TEXT SEGMENT ▸
I think what is most surprising to me about AI is how frequently I go from having a seemingly good, trust-building interaction with the AI, to having another incoherent trust-destroying interaction in a different domain. Maybe what’s happening is that LLMs talk so smoothly that they trigger some underlying ‘deference to authority’ instinct in humans - the textual equivalent of charisma. Whatever it is, it’s hard to ignore the effect even when you know it’s happening.

Obligatory coding agent tips

Given these challenges in using LLMs properly, here are some strategies I’ve found useful:

Universal advice:

  • Frequent commits: you will frequently want to nuke the entire 500 line change that the agent spit out, and it’s far easier to do this when you can just type git restore ..
  • Aim to generate ~1 bug per agent ask. You will need to understand how frequently LLMs write bugs, and dynamically calibrate how much code you ask for in one shot. Once you have multiple bugs, they interact with each other and make debugging [exponentially harder].
  • You must test, otherwise you let bugs slip by and then run into future debugging difficulties, as per the previous bullet point.

[Records taken from a collection]

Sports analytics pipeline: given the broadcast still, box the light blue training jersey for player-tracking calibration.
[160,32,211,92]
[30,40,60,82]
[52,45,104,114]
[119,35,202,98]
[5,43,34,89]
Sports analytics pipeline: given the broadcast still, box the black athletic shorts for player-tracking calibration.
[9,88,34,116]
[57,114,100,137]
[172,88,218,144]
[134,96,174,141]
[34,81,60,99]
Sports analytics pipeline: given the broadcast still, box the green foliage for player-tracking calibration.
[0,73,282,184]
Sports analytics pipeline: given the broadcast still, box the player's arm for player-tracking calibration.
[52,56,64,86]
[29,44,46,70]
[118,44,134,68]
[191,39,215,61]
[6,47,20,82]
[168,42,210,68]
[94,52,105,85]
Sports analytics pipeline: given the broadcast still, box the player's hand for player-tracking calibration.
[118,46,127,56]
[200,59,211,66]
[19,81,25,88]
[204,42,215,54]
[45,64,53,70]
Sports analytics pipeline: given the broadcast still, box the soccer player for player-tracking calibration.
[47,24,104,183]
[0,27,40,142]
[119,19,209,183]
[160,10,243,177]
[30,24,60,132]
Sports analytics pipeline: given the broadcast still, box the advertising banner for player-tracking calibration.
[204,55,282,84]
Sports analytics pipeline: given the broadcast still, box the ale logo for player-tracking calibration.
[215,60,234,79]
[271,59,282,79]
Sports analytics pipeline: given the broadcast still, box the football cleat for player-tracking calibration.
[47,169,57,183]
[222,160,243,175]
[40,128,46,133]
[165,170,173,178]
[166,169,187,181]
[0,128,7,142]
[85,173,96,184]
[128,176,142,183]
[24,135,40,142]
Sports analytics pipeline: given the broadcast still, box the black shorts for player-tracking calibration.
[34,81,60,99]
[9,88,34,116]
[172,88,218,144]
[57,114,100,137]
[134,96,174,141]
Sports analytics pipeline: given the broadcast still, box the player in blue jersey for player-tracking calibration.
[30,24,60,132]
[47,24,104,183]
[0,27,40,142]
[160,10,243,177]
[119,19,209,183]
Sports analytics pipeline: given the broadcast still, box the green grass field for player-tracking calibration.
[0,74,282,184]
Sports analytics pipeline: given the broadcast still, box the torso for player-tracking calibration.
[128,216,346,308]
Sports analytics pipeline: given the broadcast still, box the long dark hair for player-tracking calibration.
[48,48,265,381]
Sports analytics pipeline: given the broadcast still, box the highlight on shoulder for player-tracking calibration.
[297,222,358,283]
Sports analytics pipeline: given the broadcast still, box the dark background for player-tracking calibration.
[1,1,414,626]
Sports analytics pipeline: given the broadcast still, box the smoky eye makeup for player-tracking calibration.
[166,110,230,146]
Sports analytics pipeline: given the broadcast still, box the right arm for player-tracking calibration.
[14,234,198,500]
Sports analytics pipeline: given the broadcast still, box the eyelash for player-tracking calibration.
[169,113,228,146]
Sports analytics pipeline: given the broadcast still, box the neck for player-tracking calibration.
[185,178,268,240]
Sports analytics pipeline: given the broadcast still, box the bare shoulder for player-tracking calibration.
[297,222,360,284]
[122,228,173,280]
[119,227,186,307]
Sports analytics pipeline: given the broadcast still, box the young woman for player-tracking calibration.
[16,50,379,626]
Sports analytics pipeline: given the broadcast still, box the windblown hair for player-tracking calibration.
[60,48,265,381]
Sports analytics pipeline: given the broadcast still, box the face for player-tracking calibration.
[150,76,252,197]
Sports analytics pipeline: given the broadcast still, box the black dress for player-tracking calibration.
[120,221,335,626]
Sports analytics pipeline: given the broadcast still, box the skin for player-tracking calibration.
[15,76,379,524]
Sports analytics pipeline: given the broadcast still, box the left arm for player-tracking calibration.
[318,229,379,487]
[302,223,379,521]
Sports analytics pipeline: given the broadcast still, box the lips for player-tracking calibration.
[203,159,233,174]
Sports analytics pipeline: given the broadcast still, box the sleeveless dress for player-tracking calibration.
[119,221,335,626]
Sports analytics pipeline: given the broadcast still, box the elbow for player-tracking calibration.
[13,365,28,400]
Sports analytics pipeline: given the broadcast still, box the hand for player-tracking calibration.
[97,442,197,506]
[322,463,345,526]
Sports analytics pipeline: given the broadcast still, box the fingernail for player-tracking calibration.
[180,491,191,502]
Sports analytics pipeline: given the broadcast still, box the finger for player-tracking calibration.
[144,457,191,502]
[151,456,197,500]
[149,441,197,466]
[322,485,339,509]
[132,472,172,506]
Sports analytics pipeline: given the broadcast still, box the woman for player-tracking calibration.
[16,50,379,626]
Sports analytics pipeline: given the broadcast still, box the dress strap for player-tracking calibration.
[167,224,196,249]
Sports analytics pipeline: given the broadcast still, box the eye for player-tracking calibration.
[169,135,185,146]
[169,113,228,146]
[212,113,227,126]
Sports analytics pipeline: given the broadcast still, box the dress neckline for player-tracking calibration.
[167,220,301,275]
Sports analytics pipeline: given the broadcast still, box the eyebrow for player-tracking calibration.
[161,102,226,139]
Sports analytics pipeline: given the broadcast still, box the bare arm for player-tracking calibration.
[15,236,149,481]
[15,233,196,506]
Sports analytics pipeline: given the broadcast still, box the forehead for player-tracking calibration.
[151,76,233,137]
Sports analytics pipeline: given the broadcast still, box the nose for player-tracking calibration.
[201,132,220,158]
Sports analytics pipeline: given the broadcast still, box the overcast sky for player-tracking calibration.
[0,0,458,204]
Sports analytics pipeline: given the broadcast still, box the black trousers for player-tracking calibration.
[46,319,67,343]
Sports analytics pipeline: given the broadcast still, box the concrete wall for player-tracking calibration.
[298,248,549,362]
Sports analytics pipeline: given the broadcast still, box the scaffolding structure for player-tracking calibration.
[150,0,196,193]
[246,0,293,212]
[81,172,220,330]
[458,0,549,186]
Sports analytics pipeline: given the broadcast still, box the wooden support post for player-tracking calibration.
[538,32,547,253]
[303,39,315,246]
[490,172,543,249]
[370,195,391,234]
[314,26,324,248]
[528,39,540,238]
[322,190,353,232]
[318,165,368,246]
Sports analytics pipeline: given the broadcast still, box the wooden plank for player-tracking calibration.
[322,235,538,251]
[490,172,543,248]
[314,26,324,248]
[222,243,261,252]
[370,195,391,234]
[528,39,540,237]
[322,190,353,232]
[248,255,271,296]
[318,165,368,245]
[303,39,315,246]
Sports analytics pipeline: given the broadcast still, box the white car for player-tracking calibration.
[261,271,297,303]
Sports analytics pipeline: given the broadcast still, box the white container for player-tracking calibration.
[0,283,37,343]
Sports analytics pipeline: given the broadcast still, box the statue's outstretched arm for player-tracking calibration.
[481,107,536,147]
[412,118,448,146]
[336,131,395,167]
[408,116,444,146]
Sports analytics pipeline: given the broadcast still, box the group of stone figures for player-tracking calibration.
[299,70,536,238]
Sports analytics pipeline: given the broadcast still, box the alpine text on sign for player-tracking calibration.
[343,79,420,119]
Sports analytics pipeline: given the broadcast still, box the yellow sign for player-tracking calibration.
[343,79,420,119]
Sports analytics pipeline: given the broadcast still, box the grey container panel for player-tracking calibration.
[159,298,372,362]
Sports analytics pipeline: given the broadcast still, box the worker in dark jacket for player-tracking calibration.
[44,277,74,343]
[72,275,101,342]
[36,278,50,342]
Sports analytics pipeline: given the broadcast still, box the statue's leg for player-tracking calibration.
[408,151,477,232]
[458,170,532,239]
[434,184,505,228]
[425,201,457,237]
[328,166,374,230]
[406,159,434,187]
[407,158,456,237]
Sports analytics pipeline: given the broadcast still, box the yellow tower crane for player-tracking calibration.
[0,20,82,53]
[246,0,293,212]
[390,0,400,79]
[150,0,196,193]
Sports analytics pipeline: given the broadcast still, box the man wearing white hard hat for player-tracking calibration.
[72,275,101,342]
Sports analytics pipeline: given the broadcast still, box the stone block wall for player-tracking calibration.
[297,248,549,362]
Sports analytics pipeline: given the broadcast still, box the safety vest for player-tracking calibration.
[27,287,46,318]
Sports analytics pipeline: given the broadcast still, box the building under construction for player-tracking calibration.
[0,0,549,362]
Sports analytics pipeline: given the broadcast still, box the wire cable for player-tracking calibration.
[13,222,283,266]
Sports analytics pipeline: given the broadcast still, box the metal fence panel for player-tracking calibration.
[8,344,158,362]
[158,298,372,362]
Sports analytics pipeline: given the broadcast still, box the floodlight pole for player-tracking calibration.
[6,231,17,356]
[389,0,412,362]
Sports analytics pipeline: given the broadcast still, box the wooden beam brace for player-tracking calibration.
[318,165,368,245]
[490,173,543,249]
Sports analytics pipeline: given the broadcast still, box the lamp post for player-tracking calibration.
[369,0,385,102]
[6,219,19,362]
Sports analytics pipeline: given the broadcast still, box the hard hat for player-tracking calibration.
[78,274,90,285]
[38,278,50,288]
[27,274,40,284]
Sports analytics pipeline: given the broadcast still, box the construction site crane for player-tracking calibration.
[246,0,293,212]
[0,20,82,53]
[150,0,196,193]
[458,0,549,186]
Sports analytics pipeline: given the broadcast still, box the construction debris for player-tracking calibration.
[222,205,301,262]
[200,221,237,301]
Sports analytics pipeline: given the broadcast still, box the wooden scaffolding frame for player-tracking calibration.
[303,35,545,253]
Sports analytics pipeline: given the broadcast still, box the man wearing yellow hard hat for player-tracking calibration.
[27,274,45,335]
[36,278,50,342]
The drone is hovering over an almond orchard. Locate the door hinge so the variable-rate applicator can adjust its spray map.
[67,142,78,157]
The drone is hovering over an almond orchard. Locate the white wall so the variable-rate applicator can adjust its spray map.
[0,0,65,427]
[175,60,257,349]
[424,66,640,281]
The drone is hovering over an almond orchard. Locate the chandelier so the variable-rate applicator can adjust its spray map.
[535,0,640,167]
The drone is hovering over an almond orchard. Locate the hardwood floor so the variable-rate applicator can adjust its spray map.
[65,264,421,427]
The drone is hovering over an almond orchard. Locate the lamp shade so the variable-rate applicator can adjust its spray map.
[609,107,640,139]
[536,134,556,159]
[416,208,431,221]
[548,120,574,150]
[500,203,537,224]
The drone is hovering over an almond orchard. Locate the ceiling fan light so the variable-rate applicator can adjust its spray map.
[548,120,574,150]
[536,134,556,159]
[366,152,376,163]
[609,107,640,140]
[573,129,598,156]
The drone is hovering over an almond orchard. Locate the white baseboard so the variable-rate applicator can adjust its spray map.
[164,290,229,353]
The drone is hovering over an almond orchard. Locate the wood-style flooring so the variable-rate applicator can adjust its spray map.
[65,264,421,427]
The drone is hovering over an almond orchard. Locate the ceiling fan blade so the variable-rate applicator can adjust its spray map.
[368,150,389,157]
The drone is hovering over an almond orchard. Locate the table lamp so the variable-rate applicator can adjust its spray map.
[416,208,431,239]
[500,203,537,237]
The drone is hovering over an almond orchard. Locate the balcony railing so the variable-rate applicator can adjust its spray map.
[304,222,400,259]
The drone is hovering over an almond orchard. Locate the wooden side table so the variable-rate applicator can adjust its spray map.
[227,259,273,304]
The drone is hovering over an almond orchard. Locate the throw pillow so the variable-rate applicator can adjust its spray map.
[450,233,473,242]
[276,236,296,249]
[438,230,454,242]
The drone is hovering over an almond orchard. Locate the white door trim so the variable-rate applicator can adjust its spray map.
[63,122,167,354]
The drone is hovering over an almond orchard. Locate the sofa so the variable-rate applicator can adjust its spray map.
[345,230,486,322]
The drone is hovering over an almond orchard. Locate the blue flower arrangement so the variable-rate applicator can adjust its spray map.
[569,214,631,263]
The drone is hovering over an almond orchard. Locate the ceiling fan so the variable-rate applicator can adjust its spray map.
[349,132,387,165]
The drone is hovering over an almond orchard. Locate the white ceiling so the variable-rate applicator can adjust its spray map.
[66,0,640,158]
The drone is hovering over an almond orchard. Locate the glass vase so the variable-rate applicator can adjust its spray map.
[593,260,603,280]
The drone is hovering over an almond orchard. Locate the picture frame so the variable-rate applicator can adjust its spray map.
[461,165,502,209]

PROMPT 1 ▸
In the text on AI coding agents, how many bugs should each request to the agent aim to generate?
PROMPT 2 ▸
Extend the text on AI coding agents with a few more tips in the same bulleted style, starting after its last sentence.
The items come from a separate source and are not connected to the text on AI coding agents.

EXERCISE RESULT 1 ▸
About one bug per agent request.

EXERCISE RESULT 2 ▸
  • Restart if the agent is going in circles; long conversations are bad because of anchoring effects https://arxiv.org/abs/2505.06120
  • Read the release notes from Cursor/Windsurf; you will often go, “wait, what, that was possible?”.

For novices:

  • You can ask the AI generate an “onboarding document” e.g. “write an onboarding section in the README for configuring postgres for local development”. This will often reveal unknown unknowns.
  • Build a foundational understanding of the domain you’re working in. Look for human-written explanation docs. LLMs are particularly bad at generating explanation-style documentation.

For experts:

  • Be mindful of architectural decisions. Set a good example for the AI to use as a template for additional features. (This is not that different from how junior devs work in an enterprise context!)
  • Lean on your intuition for how you would break up a task for a more junior employee.
  • LLMs have a good intuitive grasp of coding styles and refactoring techniques; they just need you to tell them which one to use.
  • Use the AI enough to understand where its weaknesses and strengths are, and fill in the gaps with your experience.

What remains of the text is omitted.